When asked if, after five years of performing the same character, the experience was still fun for her, Bruce’s response was a resounding yes.

“I love it because you get to meet the most amazing people that I wouldn’t meet in my everyday life, and the audience gets to meet them too. Sometimes the shows are light and fun and amazing and sometimes these men are open enough and able to talk about real things that have happened in their life that are not superlight and fun. When I was doing the Blind Date in Gananoque three years ago I picked a gentleman who turned out to be a soldier in Afghanistan. We talked about that for a bit and it made for a totally different show. It’s fascinating to me,” says Bruce.

For the character of Mimi, Bruce says that she’s able to be much more comfortable with the character now that she’s played it so many times.

“I’m able to sit in it more and be really present without the nervousness related to a playing a new part. The big skills for this show are conversational and asking great, open-ended questions. It has really built up my conversational skills,” says Bruce.

The interactive nature of this play and the possibility of catching a friend or neighbour onstage as the star for the night will make for a fun-lighthearted evening of theatre. Any patrons worried about being chosen to come onstage that night should put their minds at ease with the promise that no one is chosen for this without the patron’s prior consent to do so.

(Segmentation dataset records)
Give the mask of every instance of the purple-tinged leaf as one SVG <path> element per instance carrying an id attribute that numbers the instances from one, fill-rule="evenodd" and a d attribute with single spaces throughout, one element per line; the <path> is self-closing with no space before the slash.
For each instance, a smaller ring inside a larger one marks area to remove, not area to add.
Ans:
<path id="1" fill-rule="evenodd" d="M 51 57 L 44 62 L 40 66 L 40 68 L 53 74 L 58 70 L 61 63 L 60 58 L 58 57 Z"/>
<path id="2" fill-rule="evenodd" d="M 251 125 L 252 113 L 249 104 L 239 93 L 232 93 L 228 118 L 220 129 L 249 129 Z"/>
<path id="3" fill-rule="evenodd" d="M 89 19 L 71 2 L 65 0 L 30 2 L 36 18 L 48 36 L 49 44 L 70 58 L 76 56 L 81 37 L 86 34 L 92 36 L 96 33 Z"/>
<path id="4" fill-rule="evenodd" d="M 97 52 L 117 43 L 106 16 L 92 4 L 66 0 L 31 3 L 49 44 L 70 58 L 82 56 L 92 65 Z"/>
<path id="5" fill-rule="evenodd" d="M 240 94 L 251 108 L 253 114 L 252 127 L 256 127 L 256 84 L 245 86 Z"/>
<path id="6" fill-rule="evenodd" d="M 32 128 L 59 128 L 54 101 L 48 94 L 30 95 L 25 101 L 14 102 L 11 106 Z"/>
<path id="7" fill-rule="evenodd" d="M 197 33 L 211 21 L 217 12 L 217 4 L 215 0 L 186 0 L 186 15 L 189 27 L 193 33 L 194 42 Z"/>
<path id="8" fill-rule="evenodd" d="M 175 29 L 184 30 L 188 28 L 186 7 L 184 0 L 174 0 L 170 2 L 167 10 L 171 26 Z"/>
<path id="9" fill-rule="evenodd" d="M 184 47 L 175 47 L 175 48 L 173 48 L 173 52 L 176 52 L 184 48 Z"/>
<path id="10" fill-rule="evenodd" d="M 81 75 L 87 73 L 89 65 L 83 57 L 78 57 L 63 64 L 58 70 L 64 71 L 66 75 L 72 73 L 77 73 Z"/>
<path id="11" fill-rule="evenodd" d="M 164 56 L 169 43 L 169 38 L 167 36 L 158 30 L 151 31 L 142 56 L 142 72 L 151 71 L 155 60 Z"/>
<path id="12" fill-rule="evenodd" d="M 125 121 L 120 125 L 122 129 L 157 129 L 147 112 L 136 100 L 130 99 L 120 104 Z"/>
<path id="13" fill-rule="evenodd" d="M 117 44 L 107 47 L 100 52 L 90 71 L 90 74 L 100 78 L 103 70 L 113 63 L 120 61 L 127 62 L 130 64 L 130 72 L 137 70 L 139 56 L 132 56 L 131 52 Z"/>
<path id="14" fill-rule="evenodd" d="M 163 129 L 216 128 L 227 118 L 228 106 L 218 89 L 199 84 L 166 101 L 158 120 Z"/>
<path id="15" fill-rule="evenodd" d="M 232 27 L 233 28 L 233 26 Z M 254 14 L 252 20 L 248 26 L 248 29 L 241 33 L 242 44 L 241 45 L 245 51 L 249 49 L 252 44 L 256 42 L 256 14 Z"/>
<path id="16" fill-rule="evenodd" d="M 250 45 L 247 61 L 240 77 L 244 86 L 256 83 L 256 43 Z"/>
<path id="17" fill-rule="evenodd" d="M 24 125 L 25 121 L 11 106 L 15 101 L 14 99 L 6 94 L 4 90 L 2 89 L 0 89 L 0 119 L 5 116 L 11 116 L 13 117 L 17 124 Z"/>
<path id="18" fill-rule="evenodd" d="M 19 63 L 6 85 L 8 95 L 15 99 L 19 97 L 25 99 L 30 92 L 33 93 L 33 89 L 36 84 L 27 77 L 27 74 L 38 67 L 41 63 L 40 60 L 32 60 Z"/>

» Instructions to follow
Continue the article about Bruce playing Mimi in the interactive Blind Date show, starting right after its final sentence.

» Expected answer
The Festival Players presentation of Blind Date starring Bruce runs from August 23 to September 2 at the Regent Theatre in Picton and it will be Bruce’s first time visiting the County. The showtime runs around 70-80 minutes with no intermission. After the Regent Theatre show, Blind Date will head to Vancouver, then to Montreal where creator Northan herself will perform the role of Mimi, completely in French.

LAST PERFORMANCES OF DRAWER BOY
If you haven’t done so already, make plans to see The Drawer Boy before it closes on Saturday. The highly acclaimed work features exceptional performances by Benedict Campbell, John Dolan and Marcel Stewart in a story about the effects of loneliness and isolation in rural life.

Playwright Michael Healey and director Graham Abbey have conspired to use the intimate setting of the Festival Players theatre in Wellington to pull the audience into the lives of these three men while slowly revealing the secrets that propel the plot forward. The atmosphere and storytelling is complemented beautifully by the music accompaniment of George Meanwell.

It is powerful theatre, professionally performed and staged. See it before it’s gone.